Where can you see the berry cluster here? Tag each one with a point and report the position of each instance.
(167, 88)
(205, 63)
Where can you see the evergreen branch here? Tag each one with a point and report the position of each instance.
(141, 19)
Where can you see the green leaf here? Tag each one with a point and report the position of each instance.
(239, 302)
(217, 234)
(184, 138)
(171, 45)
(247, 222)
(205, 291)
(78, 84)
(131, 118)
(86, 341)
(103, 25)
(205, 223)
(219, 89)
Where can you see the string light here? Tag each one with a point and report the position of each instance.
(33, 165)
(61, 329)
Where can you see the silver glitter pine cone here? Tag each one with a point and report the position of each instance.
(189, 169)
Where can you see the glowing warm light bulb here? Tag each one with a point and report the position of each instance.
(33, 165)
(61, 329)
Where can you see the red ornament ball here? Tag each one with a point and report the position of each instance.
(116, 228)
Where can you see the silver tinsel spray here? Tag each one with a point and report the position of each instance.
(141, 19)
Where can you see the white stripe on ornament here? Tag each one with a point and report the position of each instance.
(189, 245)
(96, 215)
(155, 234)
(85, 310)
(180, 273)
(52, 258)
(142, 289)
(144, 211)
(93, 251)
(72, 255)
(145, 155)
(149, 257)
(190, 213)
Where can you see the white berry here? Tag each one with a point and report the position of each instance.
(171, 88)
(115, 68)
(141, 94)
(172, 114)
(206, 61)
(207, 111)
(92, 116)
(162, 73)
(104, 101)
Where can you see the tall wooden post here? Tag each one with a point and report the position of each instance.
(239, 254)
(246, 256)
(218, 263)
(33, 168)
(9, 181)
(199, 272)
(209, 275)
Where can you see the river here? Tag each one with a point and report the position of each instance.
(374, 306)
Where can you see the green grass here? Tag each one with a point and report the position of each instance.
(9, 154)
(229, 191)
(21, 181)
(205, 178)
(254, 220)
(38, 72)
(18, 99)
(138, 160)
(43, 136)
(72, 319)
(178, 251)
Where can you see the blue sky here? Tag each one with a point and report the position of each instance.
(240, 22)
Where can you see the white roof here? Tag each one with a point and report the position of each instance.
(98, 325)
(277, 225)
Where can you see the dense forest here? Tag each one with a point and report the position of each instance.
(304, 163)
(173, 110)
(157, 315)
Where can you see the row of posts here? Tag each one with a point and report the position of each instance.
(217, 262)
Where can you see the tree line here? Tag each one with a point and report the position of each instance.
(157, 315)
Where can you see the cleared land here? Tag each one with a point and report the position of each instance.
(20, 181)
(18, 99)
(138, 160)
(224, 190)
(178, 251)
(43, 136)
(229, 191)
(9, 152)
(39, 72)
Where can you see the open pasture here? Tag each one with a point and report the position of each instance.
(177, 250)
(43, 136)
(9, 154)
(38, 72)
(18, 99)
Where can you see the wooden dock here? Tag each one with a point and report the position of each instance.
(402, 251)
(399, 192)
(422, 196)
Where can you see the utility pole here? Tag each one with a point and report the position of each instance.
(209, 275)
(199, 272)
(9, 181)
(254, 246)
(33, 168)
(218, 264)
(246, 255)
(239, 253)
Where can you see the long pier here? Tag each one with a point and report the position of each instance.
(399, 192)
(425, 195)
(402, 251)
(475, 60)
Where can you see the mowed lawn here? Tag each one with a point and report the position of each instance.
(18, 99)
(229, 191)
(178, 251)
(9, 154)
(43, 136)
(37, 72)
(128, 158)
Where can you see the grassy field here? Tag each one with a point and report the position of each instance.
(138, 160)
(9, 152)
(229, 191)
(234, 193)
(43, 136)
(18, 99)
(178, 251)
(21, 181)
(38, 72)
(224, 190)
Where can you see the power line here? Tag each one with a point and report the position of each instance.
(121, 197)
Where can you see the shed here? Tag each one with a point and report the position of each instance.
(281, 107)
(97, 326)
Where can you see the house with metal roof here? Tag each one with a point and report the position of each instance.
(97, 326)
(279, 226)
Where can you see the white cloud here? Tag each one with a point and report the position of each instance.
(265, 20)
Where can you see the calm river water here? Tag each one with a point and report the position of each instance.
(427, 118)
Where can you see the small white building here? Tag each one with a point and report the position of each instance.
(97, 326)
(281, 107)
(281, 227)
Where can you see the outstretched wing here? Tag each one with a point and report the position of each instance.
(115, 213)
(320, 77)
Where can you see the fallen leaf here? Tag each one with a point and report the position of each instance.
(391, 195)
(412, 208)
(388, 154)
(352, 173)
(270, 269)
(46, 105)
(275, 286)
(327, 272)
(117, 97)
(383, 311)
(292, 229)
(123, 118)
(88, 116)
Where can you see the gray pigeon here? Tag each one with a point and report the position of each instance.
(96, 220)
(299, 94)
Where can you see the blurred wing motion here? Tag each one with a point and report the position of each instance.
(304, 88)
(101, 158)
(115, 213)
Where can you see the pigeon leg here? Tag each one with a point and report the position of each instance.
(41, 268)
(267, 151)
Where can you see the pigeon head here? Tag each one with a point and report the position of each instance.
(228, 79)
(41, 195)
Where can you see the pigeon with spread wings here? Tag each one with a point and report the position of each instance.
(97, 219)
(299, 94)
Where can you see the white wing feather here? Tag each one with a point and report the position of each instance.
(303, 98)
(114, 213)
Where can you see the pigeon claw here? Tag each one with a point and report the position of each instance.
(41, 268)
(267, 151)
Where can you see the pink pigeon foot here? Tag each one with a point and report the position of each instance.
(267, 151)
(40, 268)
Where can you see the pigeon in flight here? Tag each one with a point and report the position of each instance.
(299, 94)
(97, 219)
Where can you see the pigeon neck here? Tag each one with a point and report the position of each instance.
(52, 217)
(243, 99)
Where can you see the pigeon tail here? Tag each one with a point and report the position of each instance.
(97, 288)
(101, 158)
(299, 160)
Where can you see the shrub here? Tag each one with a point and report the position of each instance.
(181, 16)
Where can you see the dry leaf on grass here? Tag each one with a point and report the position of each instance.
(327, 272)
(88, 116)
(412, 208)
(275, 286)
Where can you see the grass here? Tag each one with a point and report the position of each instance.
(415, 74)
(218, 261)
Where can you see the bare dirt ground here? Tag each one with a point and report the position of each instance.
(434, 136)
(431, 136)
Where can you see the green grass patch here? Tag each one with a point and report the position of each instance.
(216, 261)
===
--- Stated exercise ---
Reproduce each record exactly, leaving nothing out.

--- Task solution ---
Where can you see the berry cluster here? Tag each one with a point and report the position of each instance.
(167, 88)
(205, 63)
Where can you see the evergreen branch here? Tag each one with a point and report the position of each instance.
(141, 19)
Where can you see the green leaf here? Tag each one with a point and report the position of each instance.
(239, 302)
(217, 234)
(184, 138)
(171, 45)
(247, 222)
(205, 291)
(78, 84)
(131, 118)
(86, 341)
(103, 25)
(205, 223)
(219, 89)
Where can you see the string light here? Tag each one with a point and report the position of each instance.
(33, 165)
(61, 329)
Where can you see the silver glitter pine cone here? Tag each one with a point and report the position of each instance.
(189, 169)
Where can you see the glowing warm light bulb here? Tag each one with a point and report the position of each instance.
(33, 165)
(61, 329)
Where can you see the red ornament ball here? Tag each one with a point and report the position of each instance.
(116, 228)
Where can you see the silver tinsel spray here? Tag each one with a point and report the position of each instance.
(141, 19)
Where can you see the white stripe on ornament here? Tag each one with a point and report the position of each instance.
(189, 245)
(96, 215)
(155, 234)
(85, 310)
(180, 273)
(52, 258)
(142, 289)
(144, 211)
(93, 251)
(72, 255)
(145, 155)
(149, 257)
(190, 213)
Where can you see the white berry here? Tag each one with a point and report the position of each instance.
(171, 88)
(115, 68)
(141, 94)
(172, 114)
(206, 61)
(207, 111)
(92, 116)
(162, 73)
(104, 101)
Where can you see the tall wooden post here? Tag each one with a point and report the position of each instance.
(239, 254)
(246, 256)
(218, 263)
(33, 168)
(9, 181)
(199, 272)
(209, 275)
Where can you see the river here? Tag each one with a point and report the position of each instance.
(374, 306)
Where can you see the green grass here? Tag each one with a point and report the position of each instance.
(9, 154)
(229, 191)
(21, 181)
(205, 178)
(254, 220)
(38, 72)
(18, 99)
(138, 160)
(43, 136)
(72, 319)
(178, 251)
Where can you see the blue sky here? Tag each one with a point and report the position of each instance.
(240, 22)
Where can you see the white roof here? Tag each one with a point and report the position of each instance.
(98, 325)
(277, 225)
Where can you see the dense forest here? Tag each one with a point and report the position of each instance.
(304, 163)
(173, 110)
(157, 315)
Where can you see the row of posts here? Tag each one with a point and report the position of each instance.
(217, 262)
Where can you see the tree line here? Tag each one with a point and report the position of each instance.
(157, 315)
Where can you see the cleared land here? Tag each one with a point and report the position of each instance.
(20, 181)
(18, 99)
(138, 160)
(224, 190)
(178, 251)
(43, 136)
(229, 191)
(9, 152)
(39, 72)
Where can you see the open pasture here? Tag each one with a point and report the position of each instance.
(177, 250)
(43, 136)
(9, 154)
(38, 72)
(18, 99)
Where can you see the wooden dock here? Tag each one with a point and report the position of each instance.
(402, 251)
(399, 192)
(422, 196)
Where can you see the utility pole here? Tag each one with a point and report the position of each instance.
(209, 275)
(199, 272)
(9, 181)
(254, 246)
(33, 168)
(218, 264)
(246, 255)
(239, 253)
Where can you see the long pier here? Tag each one with a point and report the position of each instance.
(399, 192)
(425, 195)
(402, 251)
(475, 60)
Where can you see the mowed lawn here? Tag each one with a point and report the position of each instance.
(18, 99)
(229, 191)
(178, 251)
(9, 154)
(43, 136)
(37, 72)
(128, 158)
Where can you see the grassy field here? Tag each one with a point and report the position of each instance.
(138, 160)
(9, 152)
(229, 191)
(234, 193)
(43, 136)
(18, 99)
(178, 251)
(21, 181)
(38, 72)
(224, 190)
Where can you see the power line here? Tag each one with a point and report the position of each instance.
(121, 197)
Where can you see the shed here? Tag each one with a point and report the position of each instance.
(281, 107)
(97, 326)
Where can you see the house with metal roof here? Tag each one with a point and report the position of each instance.
(97, 326)
(279, 226)
Where can you see the white cloud here? Tag each one with a point and report the position of each instance.
(265, 20)
Where can you see the calm river water here? Tag each one with a point and report the position of each instance.
(427, 118)
Where can you see the small white building here? Tag each one with a point and report the position of each instance.
(97, 326)
(281, 107)
(281, 227)
Where can you see the outstretched wing here? Tag each one with a point and report the position of each instance.
(115, 213)
(320, 77)
Where can you see the fallen leaf here? Tag each one with a point and report the position of each instance.
(391, 195)
(412, 208)
(388, 154)
(352, 173)
(270, 269)
(46, 105)
(275, 286)
(327, 272)
(117, 97)
(383, 311)
(292, 229)
(123, 118)
(88, 116)
Where can you see the gray pigeon here? Tag each one with a point and report the position of each instance.
(96, 220)
(299, 94)
Where can you see the blurred wing motion here? Tag each one with a point and report the position of each instance.
(304, 88)
(101, 158)
(115, 213)
Where can you see the pigeon leg here? Tag each one with a point and report the position of each instance.
(41, 268)
(267, 151)
Where can you see the pigeon head here? Tag each one with a point and report the position of each instance.
(228, 79)
(41, 195)
Where can you see the pigeon with spread wings here? Tag each one with a point and report the position of each instance.
(97, 219)
(299, 94)
Where can you see the white wing feather here? Tag each one with a point and report the position of each instance.
(303, 98)
(114, 213)
Where can you see the pigeon claw here? Tag each one with a point and report the position of each instance.
(41, 268)
(267, 151)
Where can you see the pink pigeon foot here? Tag each one with a point and report the position of each instance.
(267, 151)
(40, 268)
Where can you see the pigeon in flight here? Tag each one with a point and report the position of each instance.
(299, 94)
(97, 219)
Where can you see the pigeon neck here? Tag each one with a point and report the position of each instance.
(52, 217)
(243, 99)
Where can you see the pigeon tail here? Tag each one with a point and report the position of each instance.
(97, 288)
(101, 158)
(299, 160)
Where can you see the shrub here? Tag each one with a point and report the position of each instance.
(181, 16)
Where can you see the dry leaf on grass here? Tag each one with a point and report the position of each instance.
(327, 272)
(88, 116)
(412, 208)
(275, 286)
Where can you see the grass here? Tag each one with a point and report the position of each instance.
(415, 74)
(218, 261)
Where can you see the bare dirt ground here? Tag each one with a point and report the position of each instance.
(434, 136)
(431, 136)
Where can you see the green grass patch here? Tag each one with a point and report the position of each instance.
(216, 261)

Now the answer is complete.